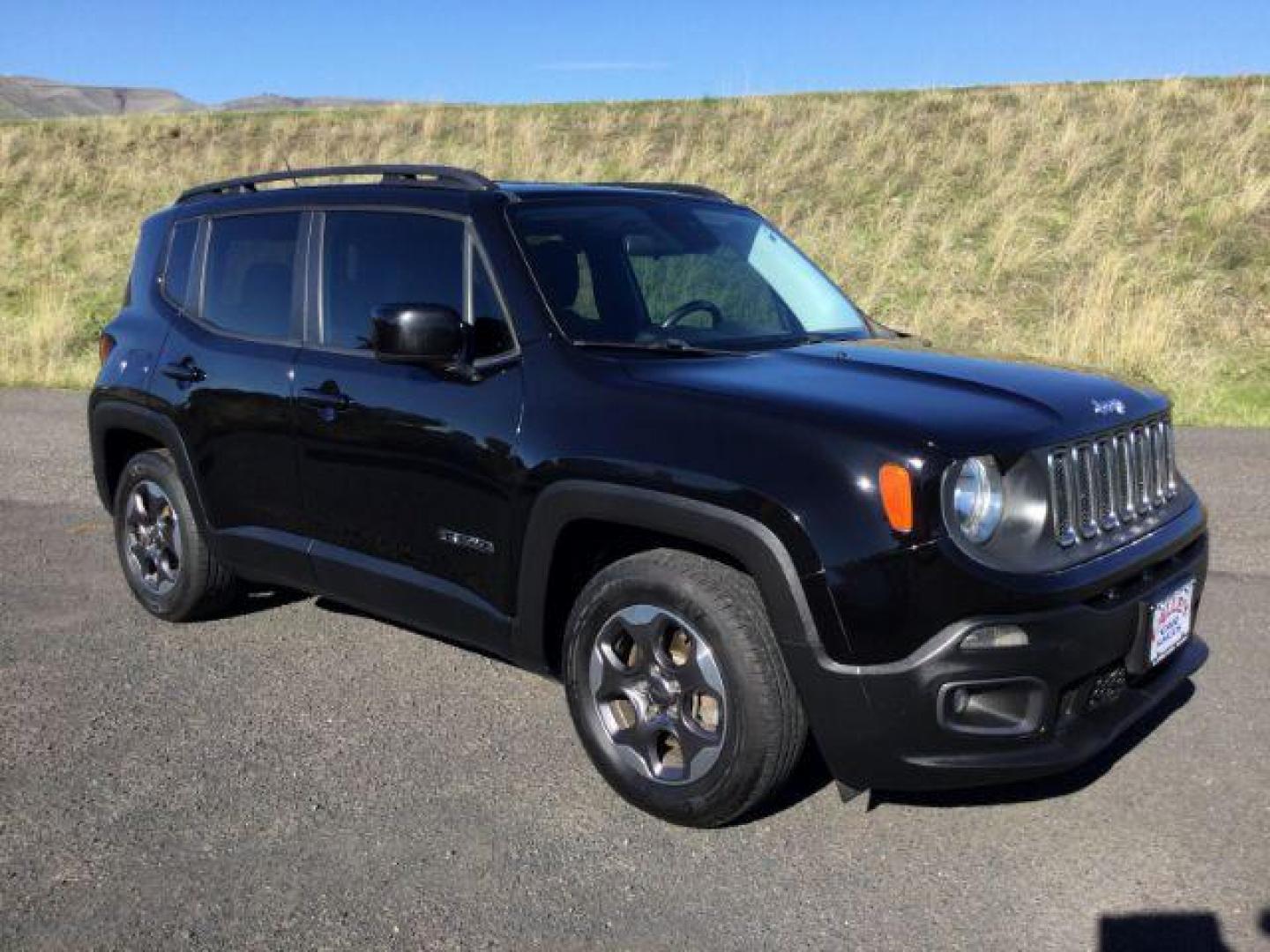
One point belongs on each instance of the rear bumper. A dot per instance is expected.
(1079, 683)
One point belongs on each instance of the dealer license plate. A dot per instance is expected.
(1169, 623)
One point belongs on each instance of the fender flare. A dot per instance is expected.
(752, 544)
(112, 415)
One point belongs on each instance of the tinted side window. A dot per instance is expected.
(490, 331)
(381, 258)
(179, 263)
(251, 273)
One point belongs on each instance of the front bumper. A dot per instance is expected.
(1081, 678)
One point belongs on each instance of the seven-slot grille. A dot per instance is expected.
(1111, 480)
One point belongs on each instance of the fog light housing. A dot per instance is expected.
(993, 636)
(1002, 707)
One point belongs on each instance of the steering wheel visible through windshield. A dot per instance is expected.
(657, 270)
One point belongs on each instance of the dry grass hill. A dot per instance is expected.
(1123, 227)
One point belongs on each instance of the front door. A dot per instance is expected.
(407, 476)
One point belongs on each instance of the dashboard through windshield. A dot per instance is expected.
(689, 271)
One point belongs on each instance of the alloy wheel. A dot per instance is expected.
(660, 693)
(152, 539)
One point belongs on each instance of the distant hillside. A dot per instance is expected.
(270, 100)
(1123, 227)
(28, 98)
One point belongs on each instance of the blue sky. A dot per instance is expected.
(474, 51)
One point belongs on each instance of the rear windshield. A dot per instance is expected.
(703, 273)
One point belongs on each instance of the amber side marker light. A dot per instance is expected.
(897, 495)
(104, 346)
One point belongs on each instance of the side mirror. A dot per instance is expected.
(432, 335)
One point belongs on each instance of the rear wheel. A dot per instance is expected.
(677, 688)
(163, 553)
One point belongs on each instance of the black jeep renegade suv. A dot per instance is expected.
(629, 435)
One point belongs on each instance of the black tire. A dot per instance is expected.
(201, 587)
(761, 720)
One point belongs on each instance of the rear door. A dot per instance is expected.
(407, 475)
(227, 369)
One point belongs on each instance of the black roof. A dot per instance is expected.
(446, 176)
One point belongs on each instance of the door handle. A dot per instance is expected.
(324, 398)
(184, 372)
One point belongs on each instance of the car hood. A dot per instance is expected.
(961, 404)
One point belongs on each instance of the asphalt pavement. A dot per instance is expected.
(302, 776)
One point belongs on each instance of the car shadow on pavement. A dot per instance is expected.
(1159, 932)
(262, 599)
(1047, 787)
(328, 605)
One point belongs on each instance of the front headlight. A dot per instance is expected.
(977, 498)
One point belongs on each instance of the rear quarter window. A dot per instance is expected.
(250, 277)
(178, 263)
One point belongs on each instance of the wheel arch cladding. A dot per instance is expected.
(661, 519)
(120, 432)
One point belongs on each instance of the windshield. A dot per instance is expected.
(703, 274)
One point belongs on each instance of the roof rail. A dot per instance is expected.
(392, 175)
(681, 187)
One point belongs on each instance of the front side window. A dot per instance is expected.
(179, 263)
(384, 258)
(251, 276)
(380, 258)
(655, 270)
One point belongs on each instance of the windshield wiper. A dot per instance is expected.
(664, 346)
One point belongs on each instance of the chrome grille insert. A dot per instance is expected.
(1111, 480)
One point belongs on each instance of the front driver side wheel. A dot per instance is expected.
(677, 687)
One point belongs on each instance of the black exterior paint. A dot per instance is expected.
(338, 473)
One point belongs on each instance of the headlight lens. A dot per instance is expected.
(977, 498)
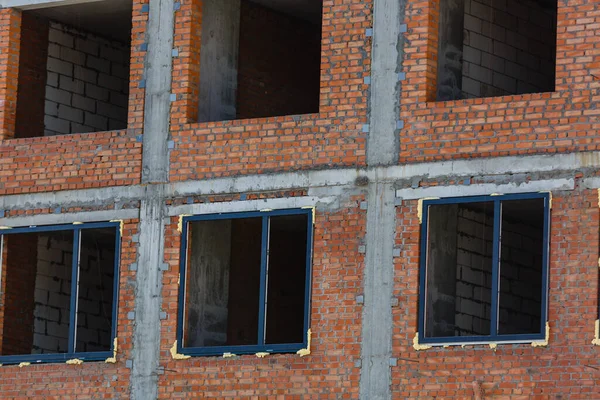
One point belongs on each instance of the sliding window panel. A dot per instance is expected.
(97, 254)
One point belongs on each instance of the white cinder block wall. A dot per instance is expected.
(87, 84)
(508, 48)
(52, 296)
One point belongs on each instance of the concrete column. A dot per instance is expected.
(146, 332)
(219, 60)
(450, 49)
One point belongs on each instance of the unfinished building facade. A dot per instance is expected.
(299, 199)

Problem statement: Set down all of the entries exactly as they appear, but keep the images out.

Your solution:
One point belongs on each instance of the rear bumper. A dot per instance is expected.
(1079, 683)
One point belongs on each instance of the dealer license plate. A dot per instance is expected.
(1169, 623)
One point belongs on each instance of the fender flare. A dot per instance is expected.
(752, 544)
(112, 415)
One point belongs on each instance of the tinted side window. A dot per instance is expected.
(490, 331)
(381, 258)
(179, 263)
(251, 273)
One point belongs on each instance of the front bumper. A dot per instance is expected.
(1081, 678)
One point belongs on each instance of the seven-slot grille. A dot per instance is expected.
(1111, 480)
One point belongs on each instance of the fog light housing. A dot per instance is expected.
(993, 636)
(1002, 707)
One point belongs on each instance of the steering wheel visible through windshield. A dot per instance is expected.
(657, 270)
One point belongs on each instance of the dry grass hill. A dot per instance is expected.
(1123, 227)
One point belongs on each instance of the front door. A dot per instance is expected.
(407, 476)
One point belongs on each instance of the dashboard through windshield. A dot per instance is expected.
(689, 271)
One point belongs on each instance of the alloy wheel. A dot per instance is expected.
(660, 693)
(152, 539)
One point belongs on each instance of the distant hillside. A dot per instance is expected.
(270, 100)
(1123, 227)
(28, 98)
One point belongs on each instance of the blue sky. A dot per instance is expected.
(474, 51)
One point belongs on each instance of the rear windshield. A dot per instance is expected.
(703, 273)
One point belongs on each instance of the amber side marker light. A dot per instance is expected.
(897, 495)
(104, 346)
One point belongs on each instance of the side mirror. A dot per instance is expected.
(432, 335)
One point belongs on each instance of the rear wheel. A dot per instance is expected.
(677, 688)
(163, 553)
One point belongs on each instance of the black jeep renegade suv. A dot per instance is expected.
(629, 435)
One point belongs on each instance of the black tire. A dot per instance is expected.
(201, 587)
(761, 720)
One point belongs on each instance of the rear door. A dot per instance is expected.
(407, 475)
(227, 369)
One point belongs on each instance of the black roof. A dot per instance is expected.
(446, 176)
One point belongs on each instance of the door handle. A dot per instance is expected.
(324, 398)
(184, 372)
One point belongs on each instance of the car hood. A dot per instance is expected.
(961, 404)
One point belongs on each instance of the asphalt pavement. A dot per instance is expected.
(302, 776)
One point belongs on each instance of the car shadow on pavement. A dot per instance is expected.
(1159, 932)
(262, 599)
(1047, 787)
(328, 605)
One point belongs on each instance of the front headlight. A dot per instance is expected.
(977, 498)
One point belongs on each instance of the rear quarter window. A dot per instance is expected.
(250, 277)
(178, 263)
One point belongs on each instance of the wheel arch cladding. A dot per instance is expected.
(661, 519)
(120, 432)
One point belongs on each instance of the windshield. A dot per instance is expected.
(703, 274)
One point belongs on each instance of the roof rail. A dot per instance is expected.
(392, 175)
(681, 187)
One point belongs on each instance of the front side window. A dot per instance is expected.
(179, 263)
(384, 258)
(251, 276)
(380, 258)
(655, 270)
One point belongs on each instance of the windshield wiper. A dot per instance is expected.
(664, 346)
One point belongs on each instance of the chrome grille insert. A dot per instance is expected.
(1111, 480)
One point belongs on each instance of the front driver side wheel. A dot per instance is expected.
(677, 687)
One point belongs on each instance of the black exterior paint. A dot per instance is expected.
(338, 473)
One point belongs on each instance of the headlight lens. A dot per instance is expected.
(977, 498)
One point belongs on each instance of the sliding window panel. A dot per instance is expected.
(97, 254)
One point belongs on each instance of the white cinder block wall. A dot per instance is expected.
(87, 84)
(508, 48)
(52, 296)
One point belongs on each instance of the concrete column. A dot per instance is expected.
(146, 332)
(219, 60)
(450, 49)
One point belongs on each instance of the unfinished building facade. A dot per instance is expected.
(299, 199)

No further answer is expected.